**STUDY TEXT**:

The Waves by Virginia Woolf (post 3): Bernard, Susan, Rhoda, Neville, Jinny and Louis are alternate personalities of a person with multiple personality.
“In their attempt to come to terms with the strangeness of the narrative of The Waves, many readers have understood the six voices as aspects of a single character, a point of view apparently endorsed by Woolf herself…Woolf wrote in 1931 to Goldie Dickinson that she ‘did mean in some vague way we are the same person, and not separate people. The six characters were supposed to be one.’ The idea that the monologues ‘often seem like one pervasive voice with six personalities’ (Naremore) or that the six are aspects of a single being has been common in critical discussions of The Waves from early on. The point is made with slight variations by such differently oriented critics as Aileen Pippett, Dorothy Brewster, Guiguet, Richter, Poresky, Transue, Gorsky, Daniel Ferrer and Thomas Caramagno…” (1, p. 358).

**ACTIVITIES**:
a. Copy the part of the passage on The Waves that opens with the words containing "The Waves by" and closes with "with multiple personality.", swapping "alternate" for "distinct".
b. Extend the passage on The Waves, starting after its last sentence.
The rows that come next are separate from the passage on The Waves.

**DATA EXCERPTS**:

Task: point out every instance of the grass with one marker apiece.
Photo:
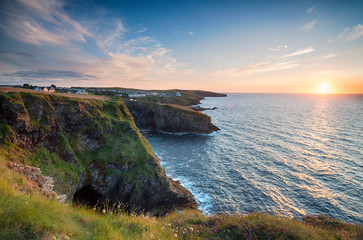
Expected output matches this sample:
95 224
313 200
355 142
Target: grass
26 214
119 140
30 216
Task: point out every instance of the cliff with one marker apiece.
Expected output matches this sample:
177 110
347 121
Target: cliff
169 118
91 148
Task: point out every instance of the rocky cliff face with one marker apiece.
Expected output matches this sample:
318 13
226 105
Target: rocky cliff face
169 118
91 148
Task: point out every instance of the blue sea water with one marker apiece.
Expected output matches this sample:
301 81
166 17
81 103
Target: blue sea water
285 154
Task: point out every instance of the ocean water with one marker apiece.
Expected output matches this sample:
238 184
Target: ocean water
284 154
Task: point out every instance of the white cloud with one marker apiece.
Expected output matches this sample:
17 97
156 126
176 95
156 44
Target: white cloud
309 25
63 45
330 55
278 48
259 67
352 34
309 10
299 52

**EXPECTED OUTPUTS**:
a.
The Waves by Virginia Woolf (post 3): Bernard, Susan, Rhoda, Neville, Jinny and Louis are distinct personalities of a person with multiple personality.

b.
Yet most discussions of this novel continue to make the mistake of referring to six “characters.” Woolf, herself, contributes to this semantic confusion when she says, “The six characters were supposed to be one.” Six “characters” cannot be one person.
Characters, by definition, are persons in a work of fiction—persons in their own right—not components of a person. Person-like components of a person are personalities, as in multiple personality.